=== Records supplied ===

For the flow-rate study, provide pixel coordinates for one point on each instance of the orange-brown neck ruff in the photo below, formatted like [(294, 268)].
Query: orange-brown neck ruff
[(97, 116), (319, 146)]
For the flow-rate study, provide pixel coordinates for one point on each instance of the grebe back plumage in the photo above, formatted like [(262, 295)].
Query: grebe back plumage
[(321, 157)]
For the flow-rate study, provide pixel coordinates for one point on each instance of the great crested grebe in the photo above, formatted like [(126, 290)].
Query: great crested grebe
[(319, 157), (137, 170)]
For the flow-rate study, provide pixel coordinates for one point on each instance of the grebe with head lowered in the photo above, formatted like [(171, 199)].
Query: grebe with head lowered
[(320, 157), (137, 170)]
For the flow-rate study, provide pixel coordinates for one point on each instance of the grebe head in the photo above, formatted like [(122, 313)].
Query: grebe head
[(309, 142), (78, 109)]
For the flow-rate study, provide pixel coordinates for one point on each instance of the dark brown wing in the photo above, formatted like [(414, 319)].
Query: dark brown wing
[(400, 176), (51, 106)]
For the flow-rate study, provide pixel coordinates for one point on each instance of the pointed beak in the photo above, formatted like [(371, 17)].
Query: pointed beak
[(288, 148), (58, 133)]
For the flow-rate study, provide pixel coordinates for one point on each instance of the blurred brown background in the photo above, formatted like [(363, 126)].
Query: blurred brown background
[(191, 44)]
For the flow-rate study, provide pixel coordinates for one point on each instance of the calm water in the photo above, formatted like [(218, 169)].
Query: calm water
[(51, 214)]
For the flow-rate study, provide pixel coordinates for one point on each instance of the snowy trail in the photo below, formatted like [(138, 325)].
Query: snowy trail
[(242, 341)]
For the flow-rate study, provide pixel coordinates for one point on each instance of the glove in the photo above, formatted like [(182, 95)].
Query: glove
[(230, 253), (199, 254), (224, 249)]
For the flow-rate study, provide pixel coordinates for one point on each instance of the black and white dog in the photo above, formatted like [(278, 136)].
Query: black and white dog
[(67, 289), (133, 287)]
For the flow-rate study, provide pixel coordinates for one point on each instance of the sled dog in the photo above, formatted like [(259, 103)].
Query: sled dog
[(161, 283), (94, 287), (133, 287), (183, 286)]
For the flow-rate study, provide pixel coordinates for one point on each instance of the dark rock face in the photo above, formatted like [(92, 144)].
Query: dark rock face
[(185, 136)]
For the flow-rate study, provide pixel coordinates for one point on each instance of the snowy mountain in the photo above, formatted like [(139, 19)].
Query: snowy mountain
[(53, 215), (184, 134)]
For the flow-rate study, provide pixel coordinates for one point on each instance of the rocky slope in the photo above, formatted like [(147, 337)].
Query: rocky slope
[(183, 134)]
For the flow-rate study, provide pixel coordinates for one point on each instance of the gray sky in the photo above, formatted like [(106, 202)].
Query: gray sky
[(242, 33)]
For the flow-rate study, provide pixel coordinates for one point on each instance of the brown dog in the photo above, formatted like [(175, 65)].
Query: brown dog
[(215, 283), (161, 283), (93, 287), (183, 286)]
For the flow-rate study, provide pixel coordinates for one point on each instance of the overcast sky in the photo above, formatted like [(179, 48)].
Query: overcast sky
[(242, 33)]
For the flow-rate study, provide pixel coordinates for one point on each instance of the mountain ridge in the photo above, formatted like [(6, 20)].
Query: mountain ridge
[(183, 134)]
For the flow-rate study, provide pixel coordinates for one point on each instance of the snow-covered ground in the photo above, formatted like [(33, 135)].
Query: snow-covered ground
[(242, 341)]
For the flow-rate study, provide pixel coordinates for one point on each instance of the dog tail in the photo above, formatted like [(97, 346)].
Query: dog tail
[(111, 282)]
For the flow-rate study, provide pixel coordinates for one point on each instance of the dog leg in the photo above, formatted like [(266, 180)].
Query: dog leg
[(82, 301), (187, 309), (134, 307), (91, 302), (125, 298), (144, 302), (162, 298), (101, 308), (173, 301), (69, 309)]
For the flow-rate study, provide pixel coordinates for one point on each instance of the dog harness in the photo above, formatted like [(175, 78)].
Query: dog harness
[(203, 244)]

===

Task description:
Return a copy of each line in the records above that has "below" in it.

Exercise output:
For the flow-rate study, provide pixel coordinates for one point on each instance of the orange-brown neck ruff in the photo below, formatted like [(294, 268)].
For the flow-rate study, provide pixel coordinates for one point on each instance of the snowy trail in the photo below, formatted like [(138, 325)].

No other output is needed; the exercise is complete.